**What to work on**
Tally the lines of the items below that contain the string "stone", treating case as significant, and give only the number.

**Items with labeled points**
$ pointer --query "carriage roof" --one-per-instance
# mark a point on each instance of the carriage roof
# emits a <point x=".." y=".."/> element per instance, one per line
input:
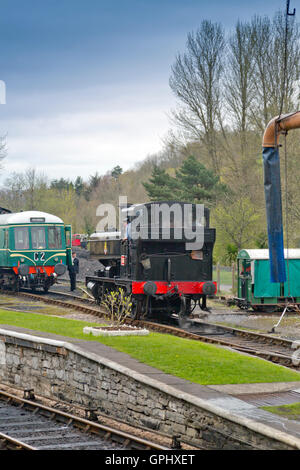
<point x="291" y="253"/>
<point x="29" y="217"/>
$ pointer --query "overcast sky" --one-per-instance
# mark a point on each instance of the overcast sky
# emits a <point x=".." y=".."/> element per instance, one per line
<point x="88" y="81"/>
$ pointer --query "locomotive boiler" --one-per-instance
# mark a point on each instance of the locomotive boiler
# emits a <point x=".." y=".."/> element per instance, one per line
<point x="153" y="260"/>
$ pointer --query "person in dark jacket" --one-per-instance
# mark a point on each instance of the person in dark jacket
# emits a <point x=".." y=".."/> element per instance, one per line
<point x="73" y="271"/>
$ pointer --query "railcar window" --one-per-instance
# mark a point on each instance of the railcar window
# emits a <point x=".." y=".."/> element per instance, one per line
<point x="21" y="238"/>
<point x="54" y="237"/>
<point x="38" y="238"/>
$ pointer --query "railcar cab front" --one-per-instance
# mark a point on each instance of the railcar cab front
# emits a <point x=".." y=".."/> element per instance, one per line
<point x="33" y="251"/>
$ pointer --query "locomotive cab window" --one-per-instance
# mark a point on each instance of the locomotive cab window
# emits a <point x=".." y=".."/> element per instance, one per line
<point x="54" y="237"/>
<point x="21" y="238"/>
<point x="38" y="238"/>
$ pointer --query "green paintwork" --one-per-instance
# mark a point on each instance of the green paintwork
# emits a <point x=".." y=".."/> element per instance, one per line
<point x="11" y="257"/>
<point x="254" y="283"/>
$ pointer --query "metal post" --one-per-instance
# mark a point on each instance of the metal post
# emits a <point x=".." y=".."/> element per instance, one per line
<point x="218" y="278"/>
<point x="233" y="277"/>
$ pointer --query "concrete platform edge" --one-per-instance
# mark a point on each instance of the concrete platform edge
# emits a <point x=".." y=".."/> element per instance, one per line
<point x="201" y="403"/>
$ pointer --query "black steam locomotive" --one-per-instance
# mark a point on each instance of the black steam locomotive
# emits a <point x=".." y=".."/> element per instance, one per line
<point x="162" y="258"/>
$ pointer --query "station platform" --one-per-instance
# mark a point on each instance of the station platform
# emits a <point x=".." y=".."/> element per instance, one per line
<point x="242" y="401"/>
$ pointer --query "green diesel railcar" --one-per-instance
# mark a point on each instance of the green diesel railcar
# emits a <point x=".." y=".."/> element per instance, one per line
<point x="35" y="248"/>
<point x="254" y="287"/>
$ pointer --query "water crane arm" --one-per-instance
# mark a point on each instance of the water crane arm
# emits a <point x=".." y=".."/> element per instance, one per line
<point x="272" y="185"/>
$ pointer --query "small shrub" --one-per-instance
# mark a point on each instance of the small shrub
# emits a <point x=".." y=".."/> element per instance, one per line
<point x="118" y="306"/>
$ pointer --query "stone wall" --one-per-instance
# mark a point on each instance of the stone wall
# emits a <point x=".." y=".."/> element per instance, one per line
<point x="62" y="371"/>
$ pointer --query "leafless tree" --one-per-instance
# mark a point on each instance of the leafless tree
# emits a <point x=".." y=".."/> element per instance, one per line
<point x="195" y="80"/>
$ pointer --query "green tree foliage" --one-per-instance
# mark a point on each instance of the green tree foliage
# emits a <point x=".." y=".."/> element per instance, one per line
<point x="116" y="172"/>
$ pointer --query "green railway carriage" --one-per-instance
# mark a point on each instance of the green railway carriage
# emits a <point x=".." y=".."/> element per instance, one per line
<point x="254" y="286"/>
<point x="35" y="248"/>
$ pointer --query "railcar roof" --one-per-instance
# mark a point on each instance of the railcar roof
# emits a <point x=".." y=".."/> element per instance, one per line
<point x="24" y="218"/>
<point x="292" y="253"/>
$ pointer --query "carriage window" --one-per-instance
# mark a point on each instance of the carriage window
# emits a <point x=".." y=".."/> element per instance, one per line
<point x="21" y="238"/>
<point x="38" y="238"/>
<point x="54" y="237"/>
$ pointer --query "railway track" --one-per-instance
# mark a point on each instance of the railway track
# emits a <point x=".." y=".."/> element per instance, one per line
<point x="28" y="425"/>
<point x="278" y="350"/>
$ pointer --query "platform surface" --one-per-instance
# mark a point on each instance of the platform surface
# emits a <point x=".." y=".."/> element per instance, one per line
<point x="242" y="400"/>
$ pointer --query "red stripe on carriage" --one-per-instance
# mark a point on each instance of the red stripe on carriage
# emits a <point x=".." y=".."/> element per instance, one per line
<point x="33" y="270"/>
<point x="184" y="287"/>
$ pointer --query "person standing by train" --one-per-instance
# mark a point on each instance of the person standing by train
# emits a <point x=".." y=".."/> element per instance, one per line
<point x="73" y="271"/>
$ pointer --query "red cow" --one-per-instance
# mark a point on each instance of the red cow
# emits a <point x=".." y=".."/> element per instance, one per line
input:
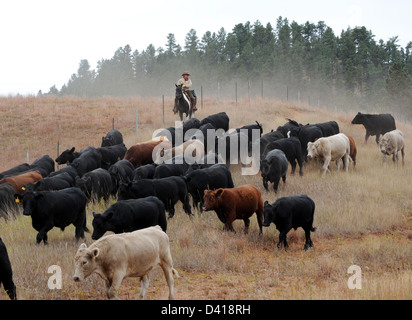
<point x="21" y="180"/>
<point x="141" y="153"/>
<point x="235" y="203"/>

**Task response**
2